* **What the task asks**: Please transcribe the following records in full, exactly as given.

* **Given data**:

:::::

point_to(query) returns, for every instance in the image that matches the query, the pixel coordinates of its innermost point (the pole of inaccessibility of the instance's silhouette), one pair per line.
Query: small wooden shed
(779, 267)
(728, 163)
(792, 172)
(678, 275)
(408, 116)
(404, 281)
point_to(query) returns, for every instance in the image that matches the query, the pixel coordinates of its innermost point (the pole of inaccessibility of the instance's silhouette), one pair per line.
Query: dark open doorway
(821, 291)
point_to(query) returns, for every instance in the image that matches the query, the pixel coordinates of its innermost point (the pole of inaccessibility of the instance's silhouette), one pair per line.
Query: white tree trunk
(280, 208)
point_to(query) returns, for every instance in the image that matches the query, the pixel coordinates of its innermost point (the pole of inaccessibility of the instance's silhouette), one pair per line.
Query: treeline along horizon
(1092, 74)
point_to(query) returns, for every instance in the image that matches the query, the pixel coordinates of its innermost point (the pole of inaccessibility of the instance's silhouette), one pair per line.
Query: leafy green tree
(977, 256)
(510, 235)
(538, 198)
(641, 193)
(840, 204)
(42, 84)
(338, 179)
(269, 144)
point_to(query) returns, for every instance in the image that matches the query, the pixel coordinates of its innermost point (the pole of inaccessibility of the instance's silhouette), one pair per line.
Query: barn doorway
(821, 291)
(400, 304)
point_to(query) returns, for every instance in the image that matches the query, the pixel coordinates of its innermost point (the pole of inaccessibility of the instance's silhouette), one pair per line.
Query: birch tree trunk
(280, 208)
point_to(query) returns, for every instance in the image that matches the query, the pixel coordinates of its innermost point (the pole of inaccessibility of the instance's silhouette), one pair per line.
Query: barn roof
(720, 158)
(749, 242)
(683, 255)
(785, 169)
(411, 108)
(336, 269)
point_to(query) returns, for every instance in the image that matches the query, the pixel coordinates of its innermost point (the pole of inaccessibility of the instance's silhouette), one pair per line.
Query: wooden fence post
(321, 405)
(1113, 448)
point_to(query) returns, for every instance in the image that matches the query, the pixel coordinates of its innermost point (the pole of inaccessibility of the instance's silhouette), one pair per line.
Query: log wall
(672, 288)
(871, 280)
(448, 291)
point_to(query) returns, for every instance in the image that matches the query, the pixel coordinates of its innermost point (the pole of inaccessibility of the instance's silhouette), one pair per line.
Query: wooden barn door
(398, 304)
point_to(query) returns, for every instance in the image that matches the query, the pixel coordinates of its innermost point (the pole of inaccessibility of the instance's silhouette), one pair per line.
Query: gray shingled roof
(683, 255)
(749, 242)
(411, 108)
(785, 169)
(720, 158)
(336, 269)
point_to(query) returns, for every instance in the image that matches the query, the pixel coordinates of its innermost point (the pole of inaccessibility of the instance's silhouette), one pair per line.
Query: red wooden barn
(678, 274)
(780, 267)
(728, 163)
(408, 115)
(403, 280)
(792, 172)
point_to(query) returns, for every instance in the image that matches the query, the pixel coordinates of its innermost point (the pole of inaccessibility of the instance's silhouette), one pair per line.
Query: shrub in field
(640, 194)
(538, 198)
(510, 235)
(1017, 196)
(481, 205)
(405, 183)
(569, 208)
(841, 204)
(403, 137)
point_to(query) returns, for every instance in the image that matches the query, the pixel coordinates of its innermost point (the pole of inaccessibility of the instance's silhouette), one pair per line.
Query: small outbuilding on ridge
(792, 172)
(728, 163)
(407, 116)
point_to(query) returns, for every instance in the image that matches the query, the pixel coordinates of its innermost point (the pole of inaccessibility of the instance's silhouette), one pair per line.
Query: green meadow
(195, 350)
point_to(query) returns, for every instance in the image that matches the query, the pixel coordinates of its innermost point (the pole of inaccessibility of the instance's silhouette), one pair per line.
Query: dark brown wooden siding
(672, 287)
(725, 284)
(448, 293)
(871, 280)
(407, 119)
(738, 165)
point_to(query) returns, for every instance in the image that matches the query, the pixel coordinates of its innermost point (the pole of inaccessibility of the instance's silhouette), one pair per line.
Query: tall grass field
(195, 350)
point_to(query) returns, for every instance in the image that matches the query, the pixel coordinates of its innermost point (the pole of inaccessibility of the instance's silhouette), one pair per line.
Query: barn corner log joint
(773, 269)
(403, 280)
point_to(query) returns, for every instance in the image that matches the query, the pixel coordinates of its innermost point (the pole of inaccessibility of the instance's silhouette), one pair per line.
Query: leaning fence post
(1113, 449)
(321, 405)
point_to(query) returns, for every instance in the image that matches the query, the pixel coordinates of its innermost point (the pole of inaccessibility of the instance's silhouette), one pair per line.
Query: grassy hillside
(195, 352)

:::::

* **Response**:
point_to(query) returns, for every instance in the image that matches the query, the pixel coordinates of its innermost point (the pole of inaccessibility of the instance's silhouette), one pair per line.
Query: small wooden shed
(779, 267)
(728, 163)
(792, 172)
(678, 275)
(408, 116)
(404, 281)
point_to(query) returns, for every instance in the image that matches the query, the pixel coordinates of its innermost point (the pole of inaccessibility of the instance's silhouette), one pair per line.
Query: dark open doorway
(821, 291)
point_to(query) returns, for every instance in the image that matches the query, the pixel coordinates of its innermost point (the pole of inaccessibility of the instance's silhouette), one pair per line.
Query: white tree trunk
(280, 208)
point_to(query) returns, for every instance in the image that matches the query, the pixel coordinates of its innermost point (the pole of inaccessibility of the instance's silhouette), one pair per line.
Query: treeline along horizon
(1092, 74)
point_to(query) returns, for every instance in the image that matches the query, the pixel coordinates of its innermost point (the pole of inaccessibility of the instance's silhouette), one pair per line.
Query: leafy green tree
(977, 256)
(510, 235)
(538, 198)
(641, 193)
(840, 204)
(42, 84)
(338, 179)
(269, 144)
point_to(query) returns, for every instance in the image that matches the query, the pixel coordinates of its innermost point (the pole of inaccessibility of the instance's silhouette), one pair per line.
Query: barn doorway
(821, 291)
(400, 304)
point_to(query) returns, for every instance in the image that matches the query, the pixel coordinates of its innermost point (the pole of inaccessibility of the instance's silhouette), one pair per line.
Query: birch tree trunk
(280, 208)
point_to(query) returns, for every instance in the image that matches the query, the pixel coordinates of its innermost point (the pole of inaccessibility of the instance's silhouette), one pair per line.
Query: barn roof
(720, 158)
(749, 242)
(683, 255)
(785, 169)
(411, 108)
(336, 269)
point_to(query) returns, for every instance in the image that matches the query, the pixel coordinates of its innermost point (the pole of inaccessibility of the instance's silhouette), one pair per line.
Query: wooden fence post
(321, 405)
(1113, 448)
point_to(query) returns, for every instance in the image that matches the query, the pixel coordinates of its innermost point (the pole of inaccessibility of the instance's silhouette), one pair per line.
Query: log wall
(672, 288)
(871, 280)
(448, 291)
point_to(query) returns, for every instance in the image that matches the query, the pixel coordinates of its innermost point (the pole of inaccessibility of the instance's silhouette), one pair per line.
Query: wooden barn door
(398, 304)
point_to(query) returns, for every instance in the image that matches the query, the pixel coordinates of its innermost point (the pole of inaccessibility of the instance's silhouette), one pair per line.
Query: gray shingled roof
(683, 255)
(749, 242)
(411, 108)
(785, 169)
(720, 158)
(336, 269)
point_to(query) returns, for every instance in the image that matches the query, the pixel coordinates of its innermost point (the pole of inaccessibility of the instance's silhouette), one pair per line.
Query: red wooden barn
(678, 274)
(780, 267)
(728, 163)
(408, 115)
(403, 280)
(792, 172)
point_to(query) returns, for every instance in the image that matches the query, the pixel coordinates of its innermost point (the pole of inaccessibility of the instance's silhouette), one pair per line.
Query: shrub in field
(640, 194)
(538, 198)
(510, 235)
(1017, 196)
(481, 205)
(405, 183)
(569, 208)
(841, 204)
(403, 137)
point_to(query) returns, for every instance in the image that matches the query, the pixel coordinates of its innermost point (the pole of inaccessibility of the instance's silhouette), one pair per line.
Query: small outbuilding on ridge
(792, 172)
(728, 163)
(407, 116)
point_to(query) returns, for every instance in the image that matches the query, the pixel coordinates of its innermost point (the pole of inaccessibility of the instance's silhouette), one pair per line.
Query: green meadow
(195, 350)
point_to(query) returns, for every instance in the image that matches the query, the pixel coordinates of its innermost point (the pole of inaccessibility of the instance's silhouette), one pair per line.
Query: dark brown wooden siding
(672, 287)
(725, 284)
(448, 293)
(871, 280)
(407, 119)
(738, 165)
point_to(query) returns, for every instance in the image that matches the query, the pixel coordinates of its innermost point (the pole of inaccessibility of the instance's silhouette), one pair per line.
Query: tall grass field
(195, 350)
point_to(query) returns, for every instance in the image that matches the query, the pixel coordinates of its innermost point (the pole of inaccessibility of the instance's silhouette), one pair per line.
Query: barn corner log joint
(773, 269)
(403, 280)
point_to(query) returns, for every instance in the image that matches the query, the pixel coordinates of its innermost point (the pole of inaccessibility of the instance's silhouette), one pair per line.
Query: leaning fence post
(1113, 449)
(321, 405)
point_to(query) returns, for every instance in the image that matches the query, the pixel coordinates of its innermost point (the pole of inaccessibility of the instance's silhouette), one pair per line.
Query: grassy hillside
(195, 352)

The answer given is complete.